**Exercise aim**
Every record that follows must be set down word for word.

Point-per-instance localization data
# # # # #
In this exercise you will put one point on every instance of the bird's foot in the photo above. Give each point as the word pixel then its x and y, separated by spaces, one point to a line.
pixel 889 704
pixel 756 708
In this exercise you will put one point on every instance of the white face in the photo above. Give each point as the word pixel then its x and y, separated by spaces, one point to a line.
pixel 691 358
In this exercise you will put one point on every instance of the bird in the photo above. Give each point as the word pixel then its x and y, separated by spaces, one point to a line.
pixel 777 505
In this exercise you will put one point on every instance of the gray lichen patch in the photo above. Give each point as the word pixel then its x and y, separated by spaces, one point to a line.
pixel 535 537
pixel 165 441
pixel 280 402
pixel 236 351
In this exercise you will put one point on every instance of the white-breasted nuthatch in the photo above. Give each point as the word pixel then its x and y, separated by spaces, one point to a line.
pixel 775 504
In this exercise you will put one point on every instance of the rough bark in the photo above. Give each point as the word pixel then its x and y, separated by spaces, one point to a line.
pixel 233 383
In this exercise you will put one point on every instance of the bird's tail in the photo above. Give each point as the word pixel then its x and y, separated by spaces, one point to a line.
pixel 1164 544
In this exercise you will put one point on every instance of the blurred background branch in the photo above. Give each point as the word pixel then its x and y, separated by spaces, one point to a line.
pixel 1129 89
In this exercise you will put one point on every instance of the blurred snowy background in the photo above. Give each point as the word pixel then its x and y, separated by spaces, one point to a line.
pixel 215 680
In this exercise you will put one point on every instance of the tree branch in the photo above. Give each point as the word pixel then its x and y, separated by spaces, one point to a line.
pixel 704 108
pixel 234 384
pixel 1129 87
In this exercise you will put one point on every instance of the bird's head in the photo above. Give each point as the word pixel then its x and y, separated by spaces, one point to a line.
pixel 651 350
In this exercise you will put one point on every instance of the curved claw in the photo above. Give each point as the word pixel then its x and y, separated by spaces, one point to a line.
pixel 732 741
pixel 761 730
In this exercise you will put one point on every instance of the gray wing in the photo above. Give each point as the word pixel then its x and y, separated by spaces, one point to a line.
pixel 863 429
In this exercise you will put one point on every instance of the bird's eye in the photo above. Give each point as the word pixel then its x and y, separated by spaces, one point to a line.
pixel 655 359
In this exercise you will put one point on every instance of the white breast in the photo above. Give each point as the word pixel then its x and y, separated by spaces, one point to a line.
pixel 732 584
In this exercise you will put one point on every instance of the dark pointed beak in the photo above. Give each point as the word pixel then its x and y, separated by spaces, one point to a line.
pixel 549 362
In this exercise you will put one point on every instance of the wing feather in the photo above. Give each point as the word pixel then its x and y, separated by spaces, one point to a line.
# # # # #
**Reply**
In this exercise you will put one point on every instance of the bird's foot in the photo above. Give each point as the word pixel then its x and y, separated by spaces, one point to a line.
pixel 889 704
pixel 756 708
In this exercise you will put one point on every instance of the white face in the photo above. Give each point as the word pixel then its x and y, separated by spaces, one point to a line.
pixel 691 358
In this exercise you will put one point on every instance of the bird in the photo above. Give each point as the word pixel then its x and y, separated by spaces, one point to a line.
pixel 777 505
In this exercise you will put one point on every instance of the gray lichen patch in the photo above. Give each point as the word pixel then its x and y, separated by spaces, one point to a line.
pixel 535 537
pixel 165 441
pixel 280 402
pixel 236 351
In this exercise you will put one point on every instance of the white-breasted nuthatch in the photo above. Give each point as the word pixel then its x and y, separated by spaces, one point to a line.
pixel 775 504
In this exercise you will put one point on every instance of the rough bark in the photo above. Give each point as the word pixel then its x and y, separated by spaces, one point to a line.
pixel 233 383
In this exercise you will put one point on every instance of the bird's tail in the photo above. Give each point as the word pixel then its x and y, separated by spaces, one point to a line.
pixel 1164 544
In this exercise you will put one point on every instance of the blurred background branch in the photo above. Give each point as the word pixel then its x and y, separated by spaces, one point to a line.
pixel 1129 89
In this exercise you will put one point on every instance of the blurred snowy background in the photo above. Give each point as the word pixel then its x and y, separated by spaces, one point to a line.
pixel 215 680
In this exercise you will put one point on every instance of the tree branch in the photo above. Give each point as the word pixel then its x and y, separated by spaces, one point to a line.
pixel 704 108
pixel 234 384
pixel 1129 87
In this exercise you will put one point on every instance of the bird's head in the photo above. Give each point as the word pixel then its x and y, separated by spaces, one point to a line.
pixel 651 350
In this exercise you will put one point on every instance of the curved claw in the photo above. Give each point as the word pixel then its x and y, separated by spaces, one point to a line.
pixel 732 741
pixel 761 730
In this exercise you will put one point on every instance of the gray wing in the photo above. Give each point as the word pixel then its x and y, separated by spaces, one point to a line.
pixel 863 429
In this exercise you will put one point on every instance of the bird's eye in the photo above. Give each point as the word pixel then its x and y, separated by spaces, one point to a line.
pixel 655 359
In this exercise you will put one point on every instance of the white breast in the photo above. Give each point as the word pixel then its x and y, separated by spaces, one point to a line.
pixel 732 584
In this exercise you will put one point on every instance of the dark pointed beak in the photo above. Give each point as the word pixel then its x and y, separated by spaces, one point to a line.
pixel 549 362
In this exercise you will put one point on every instance of the wing feather in the photo above. Give each point as the word pixel then its x and y, separated by spaces, one point to a line.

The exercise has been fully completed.